(Records from a data collection)

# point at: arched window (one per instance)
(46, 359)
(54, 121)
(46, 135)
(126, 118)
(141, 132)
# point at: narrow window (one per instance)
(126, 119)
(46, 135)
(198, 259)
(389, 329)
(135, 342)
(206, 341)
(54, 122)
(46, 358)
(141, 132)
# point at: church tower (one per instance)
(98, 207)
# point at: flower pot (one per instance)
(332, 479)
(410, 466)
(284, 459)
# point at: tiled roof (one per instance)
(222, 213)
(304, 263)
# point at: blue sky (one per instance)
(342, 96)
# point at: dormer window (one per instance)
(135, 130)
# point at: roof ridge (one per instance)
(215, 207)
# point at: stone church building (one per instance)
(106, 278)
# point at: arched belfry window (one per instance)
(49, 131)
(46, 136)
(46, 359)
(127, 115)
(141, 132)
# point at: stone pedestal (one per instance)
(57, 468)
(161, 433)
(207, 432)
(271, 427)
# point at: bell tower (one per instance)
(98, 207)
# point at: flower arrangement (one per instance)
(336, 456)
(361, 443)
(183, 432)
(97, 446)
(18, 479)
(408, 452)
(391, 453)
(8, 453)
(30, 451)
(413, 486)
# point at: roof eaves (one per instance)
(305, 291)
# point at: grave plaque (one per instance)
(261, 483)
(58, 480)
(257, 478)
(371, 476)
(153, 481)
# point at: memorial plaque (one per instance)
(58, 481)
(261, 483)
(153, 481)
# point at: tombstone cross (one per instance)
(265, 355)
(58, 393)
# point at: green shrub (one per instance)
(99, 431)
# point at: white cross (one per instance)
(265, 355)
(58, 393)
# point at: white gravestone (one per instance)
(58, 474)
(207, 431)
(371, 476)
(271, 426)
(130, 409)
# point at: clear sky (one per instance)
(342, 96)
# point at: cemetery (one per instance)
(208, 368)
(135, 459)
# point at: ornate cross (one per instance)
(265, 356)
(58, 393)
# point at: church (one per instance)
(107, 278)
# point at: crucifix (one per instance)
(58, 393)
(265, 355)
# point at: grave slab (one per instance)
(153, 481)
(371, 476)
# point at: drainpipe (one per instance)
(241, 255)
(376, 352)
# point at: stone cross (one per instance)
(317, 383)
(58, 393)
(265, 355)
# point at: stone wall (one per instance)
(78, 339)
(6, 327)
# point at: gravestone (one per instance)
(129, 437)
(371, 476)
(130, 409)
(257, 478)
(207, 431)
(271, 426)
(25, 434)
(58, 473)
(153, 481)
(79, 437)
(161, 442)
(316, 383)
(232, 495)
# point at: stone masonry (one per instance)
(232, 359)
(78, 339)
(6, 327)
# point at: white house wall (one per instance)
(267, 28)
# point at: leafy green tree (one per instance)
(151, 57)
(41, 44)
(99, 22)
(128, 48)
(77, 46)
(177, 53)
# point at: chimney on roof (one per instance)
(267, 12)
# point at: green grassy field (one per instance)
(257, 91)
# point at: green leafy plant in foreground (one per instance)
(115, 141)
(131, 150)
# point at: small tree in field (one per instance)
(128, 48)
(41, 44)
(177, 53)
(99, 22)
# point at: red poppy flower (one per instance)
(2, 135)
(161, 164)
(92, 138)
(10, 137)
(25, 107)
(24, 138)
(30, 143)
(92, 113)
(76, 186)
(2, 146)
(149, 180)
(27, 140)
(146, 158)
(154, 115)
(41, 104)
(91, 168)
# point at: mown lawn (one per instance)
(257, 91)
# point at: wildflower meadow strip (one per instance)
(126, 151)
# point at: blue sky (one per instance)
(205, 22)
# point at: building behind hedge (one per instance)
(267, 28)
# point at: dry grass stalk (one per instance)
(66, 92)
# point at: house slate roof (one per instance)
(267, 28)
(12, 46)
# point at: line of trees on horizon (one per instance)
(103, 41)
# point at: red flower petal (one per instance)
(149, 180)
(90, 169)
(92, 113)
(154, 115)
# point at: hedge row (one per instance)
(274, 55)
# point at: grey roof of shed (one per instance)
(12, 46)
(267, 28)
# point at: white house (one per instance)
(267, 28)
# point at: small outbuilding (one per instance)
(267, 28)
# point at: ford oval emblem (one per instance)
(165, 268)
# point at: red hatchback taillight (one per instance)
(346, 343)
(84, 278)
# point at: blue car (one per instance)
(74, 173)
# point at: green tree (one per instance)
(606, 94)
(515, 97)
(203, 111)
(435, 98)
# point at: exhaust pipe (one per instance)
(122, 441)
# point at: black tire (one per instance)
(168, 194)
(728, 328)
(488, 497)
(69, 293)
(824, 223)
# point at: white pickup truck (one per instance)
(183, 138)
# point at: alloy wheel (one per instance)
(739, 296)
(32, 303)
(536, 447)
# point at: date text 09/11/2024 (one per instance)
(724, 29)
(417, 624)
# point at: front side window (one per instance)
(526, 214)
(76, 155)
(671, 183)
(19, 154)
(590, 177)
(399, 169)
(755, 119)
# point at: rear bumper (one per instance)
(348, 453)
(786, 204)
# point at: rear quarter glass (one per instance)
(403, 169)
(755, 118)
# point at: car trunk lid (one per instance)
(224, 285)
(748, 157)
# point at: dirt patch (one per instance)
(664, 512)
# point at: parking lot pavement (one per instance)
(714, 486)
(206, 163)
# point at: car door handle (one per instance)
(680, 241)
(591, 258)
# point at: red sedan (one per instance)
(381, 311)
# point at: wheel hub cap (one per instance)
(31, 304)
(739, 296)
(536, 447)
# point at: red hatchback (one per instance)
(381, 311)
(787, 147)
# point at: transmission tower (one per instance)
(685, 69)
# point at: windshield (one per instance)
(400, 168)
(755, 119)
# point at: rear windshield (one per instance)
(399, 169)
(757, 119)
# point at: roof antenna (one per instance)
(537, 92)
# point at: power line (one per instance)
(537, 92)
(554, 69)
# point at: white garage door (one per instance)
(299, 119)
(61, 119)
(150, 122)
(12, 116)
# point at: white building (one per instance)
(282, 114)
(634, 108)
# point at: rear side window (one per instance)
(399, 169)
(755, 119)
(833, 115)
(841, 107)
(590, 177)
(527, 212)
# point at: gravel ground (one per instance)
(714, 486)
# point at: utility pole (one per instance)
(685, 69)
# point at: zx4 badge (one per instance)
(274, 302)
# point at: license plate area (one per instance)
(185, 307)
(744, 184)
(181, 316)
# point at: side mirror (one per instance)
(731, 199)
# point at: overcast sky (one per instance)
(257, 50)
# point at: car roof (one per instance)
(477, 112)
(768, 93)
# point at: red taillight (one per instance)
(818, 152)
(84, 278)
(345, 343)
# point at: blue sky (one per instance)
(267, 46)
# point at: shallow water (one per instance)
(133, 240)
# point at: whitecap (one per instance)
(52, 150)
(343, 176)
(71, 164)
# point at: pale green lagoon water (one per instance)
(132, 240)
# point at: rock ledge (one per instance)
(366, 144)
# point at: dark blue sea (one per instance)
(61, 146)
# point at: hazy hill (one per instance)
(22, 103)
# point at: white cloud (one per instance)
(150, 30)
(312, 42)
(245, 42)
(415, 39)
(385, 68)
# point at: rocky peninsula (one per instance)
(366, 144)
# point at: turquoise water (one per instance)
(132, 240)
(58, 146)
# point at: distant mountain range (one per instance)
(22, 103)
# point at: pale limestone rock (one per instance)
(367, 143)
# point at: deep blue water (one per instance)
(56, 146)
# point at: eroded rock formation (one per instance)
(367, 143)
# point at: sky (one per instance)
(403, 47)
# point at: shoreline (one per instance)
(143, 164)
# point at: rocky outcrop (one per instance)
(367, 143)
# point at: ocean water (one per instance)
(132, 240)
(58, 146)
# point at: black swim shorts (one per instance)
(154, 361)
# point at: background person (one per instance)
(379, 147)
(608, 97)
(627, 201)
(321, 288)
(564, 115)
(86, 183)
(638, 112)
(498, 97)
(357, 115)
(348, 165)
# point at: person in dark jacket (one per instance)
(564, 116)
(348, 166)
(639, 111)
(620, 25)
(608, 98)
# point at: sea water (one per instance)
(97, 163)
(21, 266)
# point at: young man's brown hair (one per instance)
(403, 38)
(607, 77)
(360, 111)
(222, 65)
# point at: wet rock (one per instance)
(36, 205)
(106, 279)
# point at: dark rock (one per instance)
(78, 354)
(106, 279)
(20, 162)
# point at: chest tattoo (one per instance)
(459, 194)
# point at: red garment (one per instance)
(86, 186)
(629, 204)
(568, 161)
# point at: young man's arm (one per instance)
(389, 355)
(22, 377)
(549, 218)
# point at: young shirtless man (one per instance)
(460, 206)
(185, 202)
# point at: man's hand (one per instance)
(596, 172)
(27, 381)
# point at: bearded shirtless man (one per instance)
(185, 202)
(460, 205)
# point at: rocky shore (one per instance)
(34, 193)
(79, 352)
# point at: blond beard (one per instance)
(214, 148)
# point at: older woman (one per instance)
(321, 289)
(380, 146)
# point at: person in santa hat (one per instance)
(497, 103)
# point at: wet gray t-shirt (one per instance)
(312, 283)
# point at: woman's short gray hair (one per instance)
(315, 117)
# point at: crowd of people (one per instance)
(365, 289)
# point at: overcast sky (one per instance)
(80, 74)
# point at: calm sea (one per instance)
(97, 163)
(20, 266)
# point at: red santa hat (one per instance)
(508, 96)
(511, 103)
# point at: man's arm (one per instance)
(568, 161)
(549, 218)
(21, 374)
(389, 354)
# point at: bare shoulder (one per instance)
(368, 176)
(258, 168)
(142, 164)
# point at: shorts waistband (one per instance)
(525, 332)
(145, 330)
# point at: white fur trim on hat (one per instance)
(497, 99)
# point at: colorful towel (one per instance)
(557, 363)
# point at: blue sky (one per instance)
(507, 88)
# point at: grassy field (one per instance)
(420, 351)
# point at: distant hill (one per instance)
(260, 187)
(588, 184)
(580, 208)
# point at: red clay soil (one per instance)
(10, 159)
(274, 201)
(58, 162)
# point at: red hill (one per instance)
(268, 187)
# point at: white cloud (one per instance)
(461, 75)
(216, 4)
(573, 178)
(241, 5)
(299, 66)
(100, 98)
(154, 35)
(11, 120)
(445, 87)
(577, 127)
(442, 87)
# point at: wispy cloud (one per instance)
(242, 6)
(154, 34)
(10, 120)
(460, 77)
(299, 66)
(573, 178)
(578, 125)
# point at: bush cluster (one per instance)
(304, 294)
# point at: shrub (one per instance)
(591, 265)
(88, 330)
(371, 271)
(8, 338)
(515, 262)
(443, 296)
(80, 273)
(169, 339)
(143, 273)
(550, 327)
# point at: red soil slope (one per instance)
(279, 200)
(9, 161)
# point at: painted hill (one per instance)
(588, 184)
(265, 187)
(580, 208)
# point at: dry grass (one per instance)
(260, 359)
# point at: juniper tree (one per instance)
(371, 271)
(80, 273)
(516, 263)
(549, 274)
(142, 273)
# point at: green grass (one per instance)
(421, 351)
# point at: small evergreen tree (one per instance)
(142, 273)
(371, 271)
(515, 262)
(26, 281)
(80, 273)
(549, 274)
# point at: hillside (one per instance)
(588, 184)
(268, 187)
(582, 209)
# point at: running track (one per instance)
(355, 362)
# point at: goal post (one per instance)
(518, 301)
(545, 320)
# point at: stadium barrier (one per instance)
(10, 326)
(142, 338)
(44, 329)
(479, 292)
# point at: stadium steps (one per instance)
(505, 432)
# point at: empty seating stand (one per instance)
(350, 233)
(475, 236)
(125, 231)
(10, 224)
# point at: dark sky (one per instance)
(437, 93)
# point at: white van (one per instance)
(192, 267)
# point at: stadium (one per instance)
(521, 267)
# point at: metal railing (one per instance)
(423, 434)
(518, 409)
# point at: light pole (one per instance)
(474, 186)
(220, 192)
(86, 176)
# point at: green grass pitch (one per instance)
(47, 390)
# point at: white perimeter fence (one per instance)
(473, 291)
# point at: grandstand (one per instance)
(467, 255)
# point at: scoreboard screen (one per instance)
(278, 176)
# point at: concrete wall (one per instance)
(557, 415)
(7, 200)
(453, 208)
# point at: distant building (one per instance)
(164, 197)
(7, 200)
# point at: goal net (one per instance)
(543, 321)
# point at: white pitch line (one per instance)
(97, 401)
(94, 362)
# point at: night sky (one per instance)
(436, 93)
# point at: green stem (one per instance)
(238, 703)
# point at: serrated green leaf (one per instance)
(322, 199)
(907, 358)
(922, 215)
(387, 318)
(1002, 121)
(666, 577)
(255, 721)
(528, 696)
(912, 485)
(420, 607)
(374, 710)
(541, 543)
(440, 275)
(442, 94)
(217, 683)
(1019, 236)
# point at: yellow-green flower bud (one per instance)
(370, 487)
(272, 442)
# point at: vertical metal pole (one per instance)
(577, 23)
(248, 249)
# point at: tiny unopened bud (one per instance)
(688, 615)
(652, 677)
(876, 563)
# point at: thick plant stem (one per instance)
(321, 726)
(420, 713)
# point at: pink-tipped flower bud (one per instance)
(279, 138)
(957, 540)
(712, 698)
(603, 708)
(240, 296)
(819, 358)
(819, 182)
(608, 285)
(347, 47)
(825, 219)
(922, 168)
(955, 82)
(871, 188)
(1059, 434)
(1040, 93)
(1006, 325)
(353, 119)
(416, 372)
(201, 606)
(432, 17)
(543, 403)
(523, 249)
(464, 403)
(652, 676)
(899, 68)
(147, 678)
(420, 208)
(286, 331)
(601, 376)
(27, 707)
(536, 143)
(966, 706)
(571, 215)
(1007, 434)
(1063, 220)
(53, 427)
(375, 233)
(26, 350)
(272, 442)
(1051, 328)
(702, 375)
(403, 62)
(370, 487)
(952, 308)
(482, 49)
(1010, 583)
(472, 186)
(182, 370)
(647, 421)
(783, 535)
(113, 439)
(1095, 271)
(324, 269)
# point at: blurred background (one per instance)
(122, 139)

### WHAT YOU HAVE TO DO:
Reproduce nothing but the lines from the line containing "# point at: dark sky (one per instance)" to the last line of the data, each exactly as written.

### SOLUTION FOR THIS TASK:
# point at: dark sky (one per instance)
(437, 93)
# point at: white van (one per instance)
(192, 267)
# point at: stadium (one per instance)
(521, 267)
# point at: metal railing (one per instance)
(423, 434)
(518, 409)
# point at: light pole (one per instance)
(474, 186)
(220, 192)
(86, 176)
# point at: green grass pitch (one per instance)
(47, 390)
# point at: white perimeter fence (one per instance)
(473, 291)
# point at: grandstand (one per instance)
(467, 255)
# point at: scoreboard screen (one per instance)
(278, 176)
# point at: concrete wall (one per instance)
(557, 415)
(7, 200)
(453, 208)
# point at: distant building (one per instance)
(164, 197)
(7, 200)
# point at: goal net (one per instance)
(543, 321)
# point at: white pitch line (one per instance)
(97, 401)
(94, 362)
# point at: night sky (one per instance)
(436, 93)
# point at: green stem (one per instance)
(238, 703)
# point at: serrated green leaf (one per instance)
(322, 199)
(907, 358)
(922, 215)
(387, 318)
(1002, 121)
(666, 577)
(255, 721)
(528, 696)
(912, 485)
(420, 607)
(374, 710)
(541, 543)
(440, 275)
(442, 94)
(217, 683)
(1019, 236)
# point at: yellow-green flower bud (one per instance)
(370, 487)
(272, 442)
# point at: vertical metal pole (one per instance)
(577, 23)
(248, 249)
# point at: tiny unopened bud (one per instance)
(688, 615)
(652, 677)
(876, 563)
# point at: thick plant stem (one per instance)
(321, 726)
(420, 713)
# point at: pink-tipped flower bud (one per instance)
(279, 138)
(957, 540)
(712, 698)
(603, 708)
(240, 296)
(819, 358)
(819, 182)
(608, 285)
(347, 47)
(825, 219)
(922, 168)
(955, 82)
(871, 188)
(1059, 434)
(1040, 93)
(1006, 325)
(353, 119)
(416, 372)
(201, 606)
(432, 17)
(543, 403)
(523, 249)
(464, 403)
(652, 676)
(899, 68)
(147, 678)
(420, 208)
(286, 331)
(601, 376)
(27, 707)
(536, 143)
(966, 706)
(571, 215)
(1007, 434)
(1063, 220)
(53, 427)
(375, 233)
(26, 350)
(272, 442)
(1051, 328)
(702, 375)
(403, 62)
(370, 487)
(952, 308)
(482, 49)
(1010, 583)
(472, 186)
(182, 370)
(647, 421)
(783, 535)
(113, 439)
(1095, 271)
(324, 269)
# point at: blurred background (one per instance)
(122, 139)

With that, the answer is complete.